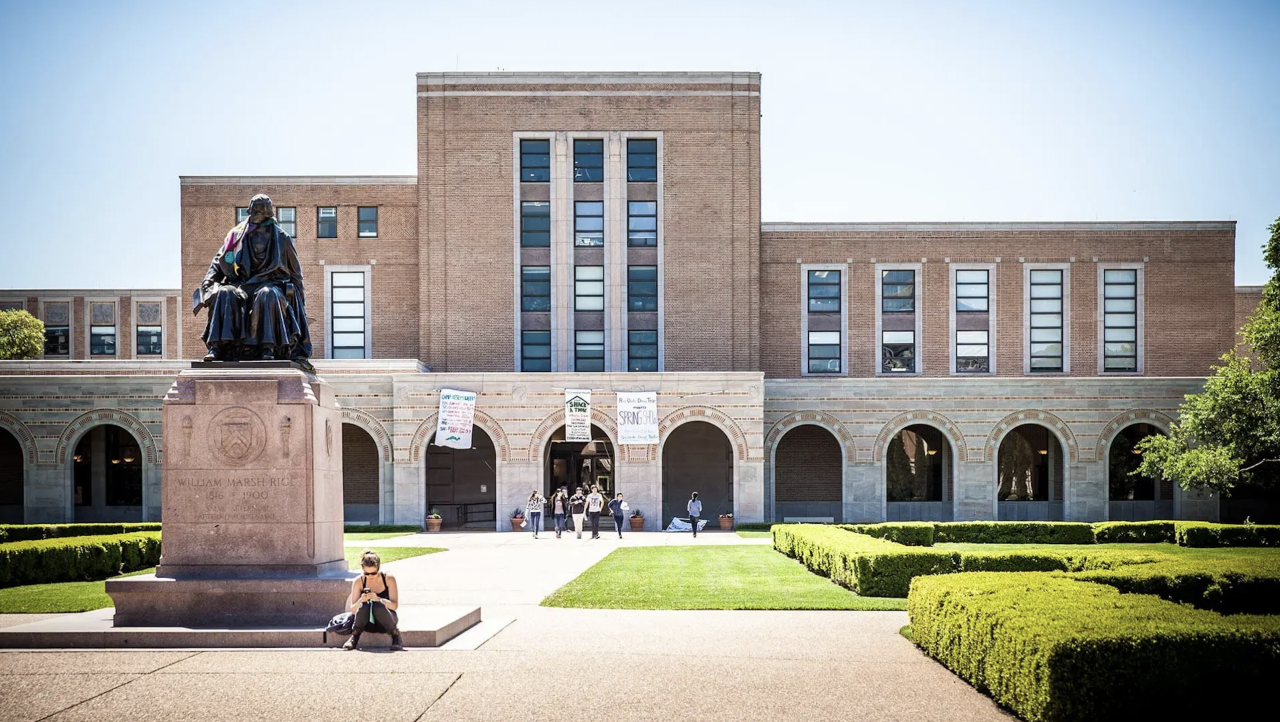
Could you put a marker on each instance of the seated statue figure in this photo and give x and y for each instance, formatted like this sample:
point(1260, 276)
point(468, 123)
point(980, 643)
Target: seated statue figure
point(254, 293)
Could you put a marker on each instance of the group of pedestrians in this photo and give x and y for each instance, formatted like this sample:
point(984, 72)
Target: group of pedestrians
point(579, 507)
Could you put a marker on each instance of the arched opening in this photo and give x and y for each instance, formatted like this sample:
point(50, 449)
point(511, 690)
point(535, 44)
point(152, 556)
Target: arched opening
point(462, 484)
point(12, 470)
point(918, 469)
point(108, 475)
point(360, 471)
point(1029, 469)
point(696, 457)
point(1136, 497)
point(808, 475)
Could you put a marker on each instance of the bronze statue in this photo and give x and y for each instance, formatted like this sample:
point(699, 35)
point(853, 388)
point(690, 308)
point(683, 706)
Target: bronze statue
point(254, 293)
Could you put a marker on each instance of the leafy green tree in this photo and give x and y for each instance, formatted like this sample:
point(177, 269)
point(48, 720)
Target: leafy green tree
point(22, 336)
point(1229, 434)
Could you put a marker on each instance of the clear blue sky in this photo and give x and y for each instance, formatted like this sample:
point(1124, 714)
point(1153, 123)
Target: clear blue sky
point(892, 112)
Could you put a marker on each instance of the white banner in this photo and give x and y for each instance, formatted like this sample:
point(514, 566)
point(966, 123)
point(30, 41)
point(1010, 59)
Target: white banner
point(638, 417)
point(577, 415)
point(457, 415)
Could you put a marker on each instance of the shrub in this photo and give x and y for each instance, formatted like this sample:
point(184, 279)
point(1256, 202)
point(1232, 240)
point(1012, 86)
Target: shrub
point(1057, 649)
point(1013, 533)
point(1134, 533)
point(909, 533)
point(1205, 534)
point(77, 558)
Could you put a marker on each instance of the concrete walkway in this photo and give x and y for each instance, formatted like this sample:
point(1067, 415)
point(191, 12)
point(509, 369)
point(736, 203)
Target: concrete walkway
point(549, 663)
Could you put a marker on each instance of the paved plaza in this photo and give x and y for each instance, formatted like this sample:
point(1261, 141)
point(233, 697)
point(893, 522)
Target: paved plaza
point(529, 663)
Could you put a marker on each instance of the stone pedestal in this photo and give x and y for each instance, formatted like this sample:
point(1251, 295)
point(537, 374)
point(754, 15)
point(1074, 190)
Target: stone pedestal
point(252, 503)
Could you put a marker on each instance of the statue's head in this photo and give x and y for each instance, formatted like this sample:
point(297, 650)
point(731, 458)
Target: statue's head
point(260, 209)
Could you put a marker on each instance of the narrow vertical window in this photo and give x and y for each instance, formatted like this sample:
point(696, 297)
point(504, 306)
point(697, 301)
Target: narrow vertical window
point(327, 222)
point(535, 224)
point(368, 220)
point(588, 288)
point(535, 288)
point(535, 161)
point(1120, 320)
point(643, 160)
point(588, 224)
point(535, 351)
point(641, 223)
point(643, 351)
point(588, 351)
point(347, 314)
point(1046, 320)
point(588, 161)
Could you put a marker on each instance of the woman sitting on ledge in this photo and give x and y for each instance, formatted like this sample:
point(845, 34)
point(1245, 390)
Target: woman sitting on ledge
point(373, 601)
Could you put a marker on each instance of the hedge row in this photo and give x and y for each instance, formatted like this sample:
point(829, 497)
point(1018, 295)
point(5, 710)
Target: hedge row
point(878, 567)
point(32, 531)
point(77, 558)
point(1056, 649)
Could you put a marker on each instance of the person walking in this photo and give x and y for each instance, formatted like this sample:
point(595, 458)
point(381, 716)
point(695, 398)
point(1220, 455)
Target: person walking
point(620, 510)
point(594, 503)
point(577, 510)
point(534, 511)
point(560, 507)
point(695, 510)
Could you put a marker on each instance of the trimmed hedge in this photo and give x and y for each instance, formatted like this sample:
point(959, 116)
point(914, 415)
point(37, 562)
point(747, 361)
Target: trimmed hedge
point(1205, 534)
point(33, 531)
point(1056, 649)
point(77, 558)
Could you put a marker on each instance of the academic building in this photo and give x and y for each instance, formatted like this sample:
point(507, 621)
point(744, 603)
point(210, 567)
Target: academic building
point(602, 231)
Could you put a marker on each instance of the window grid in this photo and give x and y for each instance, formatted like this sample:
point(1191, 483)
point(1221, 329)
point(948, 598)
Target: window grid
point(1120, 320)
point(1046, 320)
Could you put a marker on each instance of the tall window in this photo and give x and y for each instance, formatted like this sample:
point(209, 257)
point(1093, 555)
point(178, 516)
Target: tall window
point(535, 161)
point(643, 351)
point(535, 351)
point(1046, 320)
point(368, 219)
point(643, 223)
point(641, 288)
point(1120, 320)
point(347, 314)
point(150, 341)
point(589, 288)
point(535, 288)
point(101, 341)
point(643, 160)
point(824, 292)
point(588, 351)
point(535, 224)
point(287, 218)
point(588, 223)
point(327, 222)
point(588, 161)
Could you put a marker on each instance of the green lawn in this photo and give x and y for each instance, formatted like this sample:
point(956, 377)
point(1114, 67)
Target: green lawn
point(85, 595)
point(707, 577)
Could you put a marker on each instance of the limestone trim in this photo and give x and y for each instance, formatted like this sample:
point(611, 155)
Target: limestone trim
point(375, 428)
point(1128, 419)
point(959, 448)
point(101, 417)
point(1050, 421)
point(490, 425)
point(704, 414)
point(538, 441)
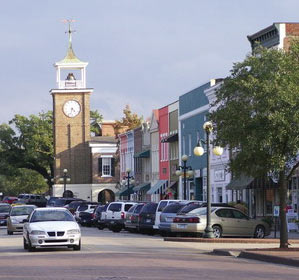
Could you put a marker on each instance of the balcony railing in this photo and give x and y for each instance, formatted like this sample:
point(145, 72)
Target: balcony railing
point(70, 84)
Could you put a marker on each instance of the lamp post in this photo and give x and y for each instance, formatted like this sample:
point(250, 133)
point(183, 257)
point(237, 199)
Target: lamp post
point(65, 179)
point(186, 171)
point(50, 181)
point(129, 180)
point(199, 151)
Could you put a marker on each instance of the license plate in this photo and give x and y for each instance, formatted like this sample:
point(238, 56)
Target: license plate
point(181, 226)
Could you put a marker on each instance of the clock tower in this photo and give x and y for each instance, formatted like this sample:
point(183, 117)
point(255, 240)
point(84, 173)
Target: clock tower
point(71, 124)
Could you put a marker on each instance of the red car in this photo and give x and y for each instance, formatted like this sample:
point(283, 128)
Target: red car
point(9, 199)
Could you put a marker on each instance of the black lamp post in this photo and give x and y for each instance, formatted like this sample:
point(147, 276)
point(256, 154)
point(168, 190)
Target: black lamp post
point(199, 151)
point(128, 180)
point(66, 178)
point(185, 171)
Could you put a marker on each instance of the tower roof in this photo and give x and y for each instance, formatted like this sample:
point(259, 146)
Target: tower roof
point(70, 57)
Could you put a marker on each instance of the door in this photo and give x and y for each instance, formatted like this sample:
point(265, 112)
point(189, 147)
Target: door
point(243, 224)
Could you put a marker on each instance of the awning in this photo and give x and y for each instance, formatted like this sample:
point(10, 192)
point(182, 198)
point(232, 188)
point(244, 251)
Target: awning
point(143, 154)
point(170, 138)
point(239, 183)
point(125, 191)
point(143, 187)
point(246, 182)
point(156, 187)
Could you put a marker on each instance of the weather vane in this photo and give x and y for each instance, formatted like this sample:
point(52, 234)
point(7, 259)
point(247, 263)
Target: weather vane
point(70, 31)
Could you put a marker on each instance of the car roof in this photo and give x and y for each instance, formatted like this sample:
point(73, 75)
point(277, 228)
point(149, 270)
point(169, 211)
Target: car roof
point(24, 205)
point(51, 208)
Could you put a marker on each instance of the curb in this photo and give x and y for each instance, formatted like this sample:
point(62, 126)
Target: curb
point(228, 240)
point(227, 252)
point(270, 259)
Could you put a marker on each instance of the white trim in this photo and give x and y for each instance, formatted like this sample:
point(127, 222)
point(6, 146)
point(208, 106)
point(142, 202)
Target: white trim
point(103, 150)
point(194, 112)
point(82, 90)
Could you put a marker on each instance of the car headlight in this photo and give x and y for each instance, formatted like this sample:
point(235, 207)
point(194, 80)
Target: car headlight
point(73, 231)
point(37, 232)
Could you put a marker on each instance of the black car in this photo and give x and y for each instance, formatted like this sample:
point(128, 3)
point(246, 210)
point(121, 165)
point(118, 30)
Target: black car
point(4, 213)
point(85, 219)
point(147, 217)
point(132, 218)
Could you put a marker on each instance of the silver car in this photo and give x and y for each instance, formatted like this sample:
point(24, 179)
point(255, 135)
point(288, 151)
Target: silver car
point(16, 217)
point(225, 221)
point(51, 227)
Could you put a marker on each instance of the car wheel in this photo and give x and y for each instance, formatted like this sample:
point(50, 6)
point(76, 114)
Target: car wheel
point(259, 232)
point(217, 230)
point(25, 245)
point(77, 247)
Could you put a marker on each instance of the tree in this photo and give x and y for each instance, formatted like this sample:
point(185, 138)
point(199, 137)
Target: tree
point(95, 119)
point(257, 115)
point(129, 121)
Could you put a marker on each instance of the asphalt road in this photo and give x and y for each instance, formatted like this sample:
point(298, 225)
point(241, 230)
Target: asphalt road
point(120, 256)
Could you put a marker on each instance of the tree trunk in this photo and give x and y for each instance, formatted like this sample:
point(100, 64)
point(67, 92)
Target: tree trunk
point(282, 211)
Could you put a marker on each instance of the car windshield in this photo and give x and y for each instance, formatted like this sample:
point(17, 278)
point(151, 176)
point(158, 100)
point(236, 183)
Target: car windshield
point(150, 208)
point(189, 207)
point(173, 208)
point(4, 208)
point(201, 211)
point(21, 211)
point(51, 215)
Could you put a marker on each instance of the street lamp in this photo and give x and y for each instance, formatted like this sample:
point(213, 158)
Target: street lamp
point(50, 181)
point(199, 151)
point(129, 180)
point(186, 171)
point(65, 178)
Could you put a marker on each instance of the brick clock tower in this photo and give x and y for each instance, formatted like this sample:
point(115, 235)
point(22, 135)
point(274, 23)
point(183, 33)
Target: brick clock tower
point(71, 126)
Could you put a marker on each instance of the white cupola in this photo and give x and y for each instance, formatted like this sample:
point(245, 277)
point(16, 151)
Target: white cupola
point(65, 68)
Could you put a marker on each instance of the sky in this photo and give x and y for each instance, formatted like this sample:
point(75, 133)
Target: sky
point(144, 53)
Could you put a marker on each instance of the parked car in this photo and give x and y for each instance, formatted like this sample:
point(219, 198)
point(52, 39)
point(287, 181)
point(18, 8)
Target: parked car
point(161, 205)
point(33, 199)
point(132, 217)
point(85, 207)
point(101, 222)
point(4, 213)
point(9, 199)
point(51, 226)
point(51, 201)
point(16, 217)
point(225, 221)
point(147, 217)
point(62, 201)
point(169, 213)
point(116, 215)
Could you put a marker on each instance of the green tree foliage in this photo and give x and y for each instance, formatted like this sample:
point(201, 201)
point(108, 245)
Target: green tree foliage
point(129, 121)
point(258, 117)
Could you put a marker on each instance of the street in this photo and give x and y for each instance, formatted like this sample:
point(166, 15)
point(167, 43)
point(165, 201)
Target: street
point(108, 255)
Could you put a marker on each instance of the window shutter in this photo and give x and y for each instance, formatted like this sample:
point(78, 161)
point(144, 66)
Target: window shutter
point(100, 167)
point(112, 167)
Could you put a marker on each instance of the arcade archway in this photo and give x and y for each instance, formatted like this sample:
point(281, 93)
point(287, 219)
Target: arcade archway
point(106, 196)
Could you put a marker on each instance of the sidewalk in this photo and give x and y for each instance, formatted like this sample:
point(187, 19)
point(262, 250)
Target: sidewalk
point(266, 250)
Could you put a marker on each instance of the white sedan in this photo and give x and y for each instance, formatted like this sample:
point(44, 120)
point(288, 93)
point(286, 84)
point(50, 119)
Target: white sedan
point(51, 227)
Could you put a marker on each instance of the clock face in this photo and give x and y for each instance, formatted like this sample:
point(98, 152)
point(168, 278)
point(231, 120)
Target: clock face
point(71, 108)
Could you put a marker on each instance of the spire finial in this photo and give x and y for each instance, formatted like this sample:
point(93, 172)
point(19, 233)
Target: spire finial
point(70, 31)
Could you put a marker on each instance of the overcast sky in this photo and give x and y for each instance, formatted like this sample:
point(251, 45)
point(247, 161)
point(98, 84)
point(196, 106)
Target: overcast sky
point(145, 53)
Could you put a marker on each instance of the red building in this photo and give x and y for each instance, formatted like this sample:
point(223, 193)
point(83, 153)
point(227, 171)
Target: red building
point(163, 147)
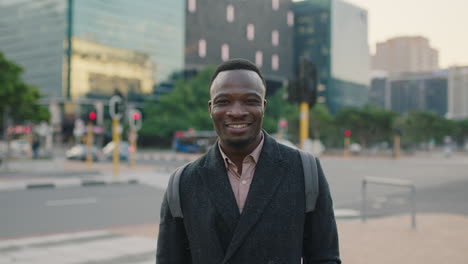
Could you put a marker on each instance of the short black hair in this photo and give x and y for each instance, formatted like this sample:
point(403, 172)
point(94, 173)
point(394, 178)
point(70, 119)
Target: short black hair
point(237, 64)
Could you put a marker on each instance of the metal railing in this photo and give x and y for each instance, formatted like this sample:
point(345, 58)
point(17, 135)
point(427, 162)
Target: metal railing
point(389, 182)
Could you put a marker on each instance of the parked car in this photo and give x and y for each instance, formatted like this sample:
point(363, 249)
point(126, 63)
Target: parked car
point(108, 150)
point(80, 151)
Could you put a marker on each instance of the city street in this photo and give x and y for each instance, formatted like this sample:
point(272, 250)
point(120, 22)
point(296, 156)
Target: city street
point(106, 218)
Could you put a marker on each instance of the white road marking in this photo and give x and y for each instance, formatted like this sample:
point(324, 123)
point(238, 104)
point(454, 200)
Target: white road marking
point(78, 201)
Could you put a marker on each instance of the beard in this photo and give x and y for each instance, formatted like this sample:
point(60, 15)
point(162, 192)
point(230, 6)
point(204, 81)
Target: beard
point(238, 144)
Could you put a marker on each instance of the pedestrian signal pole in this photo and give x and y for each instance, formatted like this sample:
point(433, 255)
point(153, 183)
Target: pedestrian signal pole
point(90, 138)
point(397, 143)
point(115, 111)
point(304, 91)
point(135, 121)
point(347, 141)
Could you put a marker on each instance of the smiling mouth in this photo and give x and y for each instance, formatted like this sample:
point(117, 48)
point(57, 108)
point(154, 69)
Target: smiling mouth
point(237, 125)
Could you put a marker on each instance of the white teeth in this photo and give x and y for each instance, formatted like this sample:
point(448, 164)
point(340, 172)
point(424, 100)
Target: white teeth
point(238, 126)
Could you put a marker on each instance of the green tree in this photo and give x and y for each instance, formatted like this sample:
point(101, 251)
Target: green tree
point(461, 131)
point(19, 99)
point(183, 108)
point(421, 126)
point(368, 124)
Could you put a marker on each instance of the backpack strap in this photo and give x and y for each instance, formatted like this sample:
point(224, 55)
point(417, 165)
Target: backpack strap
point(309, 165)
point(173, 195)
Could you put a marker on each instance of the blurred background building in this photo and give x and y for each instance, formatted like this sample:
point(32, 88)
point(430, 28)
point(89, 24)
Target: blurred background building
point(424, 91)
point(405, 54)
point(260, 31)
point(333, 34)
point(458, 92)
point(114, 44)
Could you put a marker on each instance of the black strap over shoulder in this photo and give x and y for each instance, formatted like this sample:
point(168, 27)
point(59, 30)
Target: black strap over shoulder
point(309, 165)
point(173, 195)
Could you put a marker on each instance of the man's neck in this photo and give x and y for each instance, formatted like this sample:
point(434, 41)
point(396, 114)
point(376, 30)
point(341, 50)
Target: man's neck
point(237, 155)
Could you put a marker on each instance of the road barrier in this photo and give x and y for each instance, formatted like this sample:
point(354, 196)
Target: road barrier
point(388, 182)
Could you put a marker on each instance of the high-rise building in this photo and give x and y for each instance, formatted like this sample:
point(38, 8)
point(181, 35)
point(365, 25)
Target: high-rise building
point(458, 92)
point(333, 35)
point(424, 91)
point(260, 31)
point(116, 45)
point(405, 54)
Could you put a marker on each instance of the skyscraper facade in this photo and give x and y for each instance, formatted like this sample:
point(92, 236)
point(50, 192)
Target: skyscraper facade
point(405, 54)
point(260, 31)
point(425, 91)
point(116, 45)
point(333, 35)
point(458, 92)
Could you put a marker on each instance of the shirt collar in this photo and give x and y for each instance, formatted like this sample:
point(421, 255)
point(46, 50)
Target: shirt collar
point(255, 154)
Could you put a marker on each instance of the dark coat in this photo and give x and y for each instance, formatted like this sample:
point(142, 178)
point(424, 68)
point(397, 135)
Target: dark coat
point(272, 228)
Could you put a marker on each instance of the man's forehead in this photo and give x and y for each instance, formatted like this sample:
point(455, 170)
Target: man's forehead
point(237, 78)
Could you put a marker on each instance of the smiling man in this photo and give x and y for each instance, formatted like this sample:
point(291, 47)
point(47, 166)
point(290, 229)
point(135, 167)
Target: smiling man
point(244, 200)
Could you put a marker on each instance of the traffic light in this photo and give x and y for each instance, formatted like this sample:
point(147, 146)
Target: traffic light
point(91, 115)
point(347, 133)
point(135, 119)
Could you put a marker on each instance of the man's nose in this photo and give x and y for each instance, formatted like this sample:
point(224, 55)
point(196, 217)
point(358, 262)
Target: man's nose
point(237, 110)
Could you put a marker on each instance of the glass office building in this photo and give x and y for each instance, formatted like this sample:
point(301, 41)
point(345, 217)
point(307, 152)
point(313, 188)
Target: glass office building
point(333, 35)
point(32, 35)
point(117, 45)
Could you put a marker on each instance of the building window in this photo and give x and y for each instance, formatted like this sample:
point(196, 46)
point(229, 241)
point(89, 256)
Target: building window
point(275, 4)
point(259, 58)
point(192, 6)
point(202, 48)
point(275, 62)
point(250, 32)
point(290, 18)
point(230, 13)
point(275, 37)
point(225, 52)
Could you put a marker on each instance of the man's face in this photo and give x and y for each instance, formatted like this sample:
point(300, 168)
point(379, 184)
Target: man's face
point(237, 106)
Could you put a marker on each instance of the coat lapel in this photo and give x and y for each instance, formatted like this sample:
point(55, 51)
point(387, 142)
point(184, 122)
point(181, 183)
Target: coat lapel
point(214, 176)
point(268, 174)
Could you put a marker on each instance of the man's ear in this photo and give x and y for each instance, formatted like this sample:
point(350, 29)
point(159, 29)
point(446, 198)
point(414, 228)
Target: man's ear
point(209, 107)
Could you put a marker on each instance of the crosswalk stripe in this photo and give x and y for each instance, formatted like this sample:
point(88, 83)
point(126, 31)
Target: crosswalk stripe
point(79, 248)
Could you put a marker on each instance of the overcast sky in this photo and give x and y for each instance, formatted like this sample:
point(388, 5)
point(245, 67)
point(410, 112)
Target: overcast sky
point(443, 22)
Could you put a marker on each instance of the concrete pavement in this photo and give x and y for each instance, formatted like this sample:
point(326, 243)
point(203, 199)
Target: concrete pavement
point(439, 238)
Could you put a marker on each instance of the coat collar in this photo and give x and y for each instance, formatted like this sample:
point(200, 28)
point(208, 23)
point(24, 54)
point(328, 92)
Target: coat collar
point(268, 174)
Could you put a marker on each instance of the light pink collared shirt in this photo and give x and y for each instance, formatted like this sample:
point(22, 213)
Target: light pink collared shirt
point(240, 183)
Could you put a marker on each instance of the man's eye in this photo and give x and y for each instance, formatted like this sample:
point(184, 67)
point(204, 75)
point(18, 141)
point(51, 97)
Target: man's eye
point(222, 101)
point(253, 101)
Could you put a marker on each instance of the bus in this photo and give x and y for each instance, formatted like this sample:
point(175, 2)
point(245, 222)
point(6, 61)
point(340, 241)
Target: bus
point(192, 141)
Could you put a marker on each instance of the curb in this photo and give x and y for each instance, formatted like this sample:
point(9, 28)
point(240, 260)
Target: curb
point(63, 184)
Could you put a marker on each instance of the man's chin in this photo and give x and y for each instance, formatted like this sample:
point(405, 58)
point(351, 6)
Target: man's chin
point(237, 143)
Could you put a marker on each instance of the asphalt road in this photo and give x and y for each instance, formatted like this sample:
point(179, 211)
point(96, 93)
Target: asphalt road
point(41, 211)
point(441, 186)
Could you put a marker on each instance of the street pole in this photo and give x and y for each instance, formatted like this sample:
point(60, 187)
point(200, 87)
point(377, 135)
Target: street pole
point(304, 124)
point(6, 124)
point(69, 46)
point(89, 143)
point(133, 146)
point(346, 146)
point(115, 139)
point(396, 147)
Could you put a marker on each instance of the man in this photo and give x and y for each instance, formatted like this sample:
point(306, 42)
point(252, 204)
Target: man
point(243, 201)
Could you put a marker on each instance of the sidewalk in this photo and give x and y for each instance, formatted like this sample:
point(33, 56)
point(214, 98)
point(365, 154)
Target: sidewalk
point(438, 238)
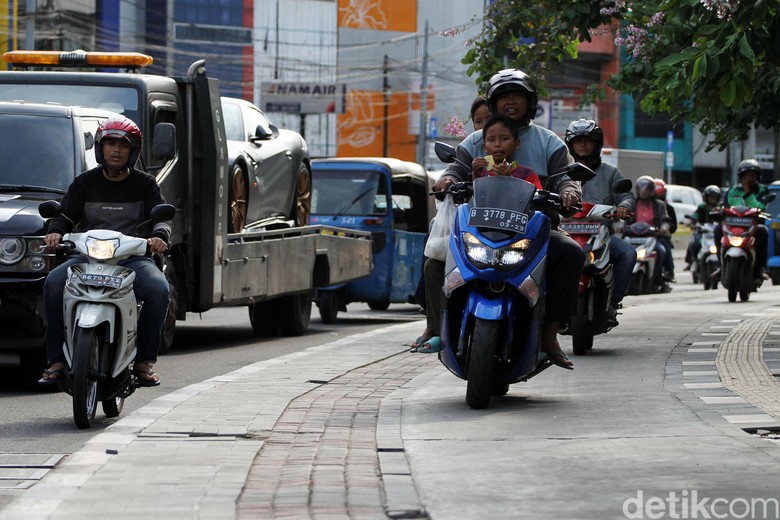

##############################

**GIVEN EXERCISE:**
Copy the entries from the line with "Could you put a marker on each instance of the narrow" up to and including the line with "point(588, 288)", changing every "narrow vertical window" to "tall thin window" and leaving everything else the same.

**REPLY TO THE EXERCISE:**
Could you put a marker on each instance of the tall thin window in this photo and give x and y for each instance, formatted like this sample:
point(696, 297)
point(504, 306)
point(697, 301)
Target: tall thin window
point(327, 222)
point(535, 224)
point(368, 220)
point(588, 288)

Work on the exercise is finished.